» **Over deze opdracht**: Neem het onderstaande materiaal in zijn geheel letterlijk over, maar laat de afbeeldingen weg.

Gegevens uit een dataset
■ ■ ■ ■

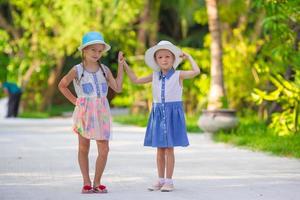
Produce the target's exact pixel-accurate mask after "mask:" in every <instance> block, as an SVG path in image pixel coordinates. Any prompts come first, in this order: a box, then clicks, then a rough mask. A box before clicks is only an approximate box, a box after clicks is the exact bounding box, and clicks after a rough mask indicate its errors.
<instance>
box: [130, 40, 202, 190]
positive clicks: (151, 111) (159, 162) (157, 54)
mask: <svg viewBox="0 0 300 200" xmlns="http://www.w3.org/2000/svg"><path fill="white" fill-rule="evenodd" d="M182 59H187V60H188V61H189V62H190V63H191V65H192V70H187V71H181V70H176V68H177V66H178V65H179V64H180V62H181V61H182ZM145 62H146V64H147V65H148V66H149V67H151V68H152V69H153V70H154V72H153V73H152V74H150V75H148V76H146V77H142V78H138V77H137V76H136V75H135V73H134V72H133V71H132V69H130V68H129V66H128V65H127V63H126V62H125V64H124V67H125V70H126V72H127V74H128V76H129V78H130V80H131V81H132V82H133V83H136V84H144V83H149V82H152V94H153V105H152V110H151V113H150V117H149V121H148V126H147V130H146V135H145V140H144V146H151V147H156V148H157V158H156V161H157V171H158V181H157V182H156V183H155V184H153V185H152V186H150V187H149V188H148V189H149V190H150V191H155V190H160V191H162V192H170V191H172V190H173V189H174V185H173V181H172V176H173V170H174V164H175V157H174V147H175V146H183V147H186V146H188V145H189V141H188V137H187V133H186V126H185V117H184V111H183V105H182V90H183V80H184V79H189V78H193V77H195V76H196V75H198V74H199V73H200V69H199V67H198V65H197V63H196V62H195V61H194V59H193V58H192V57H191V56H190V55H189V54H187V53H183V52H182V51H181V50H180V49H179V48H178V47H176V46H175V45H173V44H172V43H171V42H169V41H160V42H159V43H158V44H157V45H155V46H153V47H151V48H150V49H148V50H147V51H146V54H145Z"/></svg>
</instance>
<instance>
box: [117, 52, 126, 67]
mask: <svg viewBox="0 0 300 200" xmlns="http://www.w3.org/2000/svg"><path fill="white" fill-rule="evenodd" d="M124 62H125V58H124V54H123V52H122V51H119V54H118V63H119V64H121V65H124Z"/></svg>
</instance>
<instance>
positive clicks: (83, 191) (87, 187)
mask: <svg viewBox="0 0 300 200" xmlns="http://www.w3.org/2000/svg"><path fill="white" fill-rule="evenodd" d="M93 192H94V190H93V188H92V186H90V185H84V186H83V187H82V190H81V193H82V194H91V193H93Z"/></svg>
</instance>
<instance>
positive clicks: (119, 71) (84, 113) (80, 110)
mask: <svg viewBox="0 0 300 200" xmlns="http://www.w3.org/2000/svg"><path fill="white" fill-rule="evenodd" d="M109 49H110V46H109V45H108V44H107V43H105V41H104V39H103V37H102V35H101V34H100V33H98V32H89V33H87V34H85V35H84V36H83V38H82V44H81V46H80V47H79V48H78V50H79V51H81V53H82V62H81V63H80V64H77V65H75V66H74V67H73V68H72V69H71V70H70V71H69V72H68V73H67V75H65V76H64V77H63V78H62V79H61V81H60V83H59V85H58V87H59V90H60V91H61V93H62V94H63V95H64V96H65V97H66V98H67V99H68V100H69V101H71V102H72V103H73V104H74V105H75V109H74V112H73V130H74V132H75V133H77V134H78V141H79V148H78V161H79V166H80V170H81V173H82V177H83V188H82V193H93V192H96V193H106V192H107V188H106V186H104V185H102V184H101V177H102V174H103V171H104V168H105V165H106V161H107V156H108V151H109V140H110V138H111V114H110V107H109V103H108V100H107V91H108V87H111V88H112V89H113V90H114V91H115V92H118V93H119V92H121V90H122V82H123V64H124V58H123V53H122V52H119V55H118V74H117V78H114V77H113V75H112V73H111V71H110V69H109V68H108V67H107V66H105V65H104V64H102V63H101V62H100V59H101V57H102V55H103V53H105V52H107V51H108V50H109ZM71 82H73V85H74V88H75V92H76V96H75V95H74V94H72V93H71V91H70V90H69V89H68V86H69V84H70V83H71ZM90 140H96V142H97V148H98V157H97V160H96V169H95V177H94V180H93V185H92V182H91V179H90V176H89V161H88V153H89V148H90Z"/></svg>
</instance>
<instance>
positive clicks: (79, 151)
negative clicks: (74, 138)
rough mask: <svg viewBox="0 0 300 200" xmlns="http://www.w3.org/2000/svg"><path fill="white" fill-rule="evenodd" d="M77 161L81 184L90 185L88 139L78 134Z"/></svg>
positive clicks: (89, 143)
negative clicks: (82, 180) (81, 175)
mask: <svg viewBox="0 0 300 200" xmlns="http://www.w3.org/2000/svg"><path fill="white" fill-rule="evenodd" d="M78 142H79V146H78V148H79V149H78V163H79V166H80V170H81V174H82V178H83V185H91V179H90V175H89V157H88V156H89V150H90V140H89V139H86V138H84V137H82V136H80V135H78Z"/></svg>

■ ■ ■ ■

» **Jouw antwoord**:
Produce the target's exact pixel-accurate mask after "mask:" in every <instance> block, as an SVG path in image pixel coordinates. Any prompts come first, in this order: a box, then clicks, then a rough mask. A box before clicks is only an approximate box, a box after clicks is the exact bounding box, and clicks after a rough mask indicate its errors.
<instance>
box: [130, 40, 202, 190]
positive clicks: (151, 111) (159, 162) (157, 54)
mask: <svg viewBox="0 0 300 200" xmlns="http://www.w3.org/2000/svg"><path fill="white" fill-rule="evenodd" d="M182 59H187V60H188V61H189V62H190V63H191V65H192V70H187V71H181V70H176V68H177V66H178V65H179V64H180V62H181V61H182ZM145 62H146V64H147V65H148V66H149V67H151V68H152V69H153V70H154V72H153V73H152V74H150V75H148V76H146V77H142V78H138V77H137V76H136V75H135V73H134V72H133V71H132V69H130V68H129V66H128V65H127V63H126V62H125V64H124V67H125V70H126V72H127V74H128V76H129V78H130V80H131V81H132V82H133V83H136V84H144V83H149V82H152V94H153V105H152V110H151V113H150V117H149V121H148V126H147V130H146V135H145V140H144V146H151V147H156V148H157V158H156V161H157V171H158V181H157V182H156V183H155V184H153V185H152V186H150V187H149V188H148V189H149V190H150V191H155V190H160V191H162V192H170V191H172V190H173V189H174V185H173V181H172V176H173V170H174V164H175V157H174V147H175V146H183V147H186V146H188V145H189V141H188V137H187V133H186V126H185V117H184V111H183V105H182V90H183V80H184V79H189V78H193V77H195V76H196V75H198V74H199V73H200V69H199V67H198V65H197V63H196V62H195V61H194V59H193V58H192V57H191V56H190V55H189V54H187V53H183V52H182V51H181V50H180V49H179V48H178V47H176V46H175V45H173V44H172V43H171V42H169V41H160V42H159V43H158V44H157V45H155V46H153V47H151V48H150V49H148V50H147V51H146V54H145Z"/></svg>
</instance>
<instance>
box: [117, 52, 126, 67]
mask: <svg viewBox="0 0 300 200" xmlns="http://www.w3.org/2000/svg"><path fill="white" fill-rule="evenodd" d="M124 62H125V58H124V54H123V52H122V51H119V54H118V63H119V64H121V65H124Z"/></svg>
</instance>
<instance>
positive clicks: (83, 191) (87, 187)
mask: <svg viewBox="0 0 300 200" xmlns="http://www.w3.org/2000/svg"><path fill="white" fill-rule="evenodd" d="M93 192H94V190H93V188H92V186H90V185H84V186H83V187H82V190H81V193H82V194H91V193H93Z"/></svg>
</instance>
<instance>
positive clicks: (119, 71) (84, 113) (80, 110)
mask: <svg viewBox="0 0 300 200" xmlns="http://www.w3.org/2000/svg"><path fill="white" fill-rule="evenodd" d="M109 49H110V46H109V45H108V44H107V43H105V41H104V39H103V37H102V35H101V34H100V33H98V32H89V33H87V34H85V35H84V36H83V38H82V44H81V46H80V47H79V48H78V50H79V51H81V53H82V62H81V63H80V64H77V65H75V66H74V67H73V68H72V69H71V70H70V71H69V72H68V73H67V75H65V76H64V77H63V78H62V79H61V81H60V83H59V85H58V87H59V90H60V91H61V93H62V94H63V95H64V96H65V97H66V98H67V99H68V100H69V101H71V102H72V103H73V104H74V105H75V109H74V112H73V130H74V132H75V133H77V134H78V141H79V148H78V161H79V166H80V170H81V173H82V177H83V188H82V193H93V192H96V193H106V192H107V188H106V186H104V185H102V184H101V177H102V174H103V171H104V168H105V165H106V161H107V156H108V151H109V140H110V138H111V114H110V107H109V103H108V100H107V91H108V87H111V88H112V89H113V90H114V91H115V92H118V93H119V92H121V90H122V82H123V64H124V58H123V53H122V52H119V55H118V74H117V78H114V77H113V75H112V73H111V71H110V69H109V68H108V67H107V66H105V65H104V64H102V63H101V62H100V59H101V57H102V55H103V53H105V52H107V51H108V50H109ZM71 82H73V85H74V88H75V92H76V96H75V95H74V94H72V93H71V91H70V90H69V89H68V86H69V84H70V83H71ZM90 140H96V142H97V148H98V157H97V160H96V169H95V177H94V180H93V185H92V182H91V179H90V176H89V161H88V153H89V148H90Z"/></svg>
</instance>
<instance>
positive clicks: (79, 151)
negative clicks: (74, 138)
rough mask: <svg viewBox="0 0 300 200" xmlns="http://www.w3.org/2000/svg"><path fill="white" fill-rule="evenodd" d="M77 161L81 184L90 185L88 139L78 134Z"/></svg>
positive clicks: (89, 143)
negative clicks: (82, 180) (81, 175)
mask: <svg viewBox="0 0 300 200" xmlns="http://www.w3.org/2000/svg"><path fill="white" fill-rule="evenodd" d="M78 142H79V146H78V148H79V149H78V163H79V166H80V170H81V174H82V178H83V185H91V179H90V175H89V157H88V156H89V150H90V140H89V139H86V138H84V137H82V136H80V135H78Z"/></svg>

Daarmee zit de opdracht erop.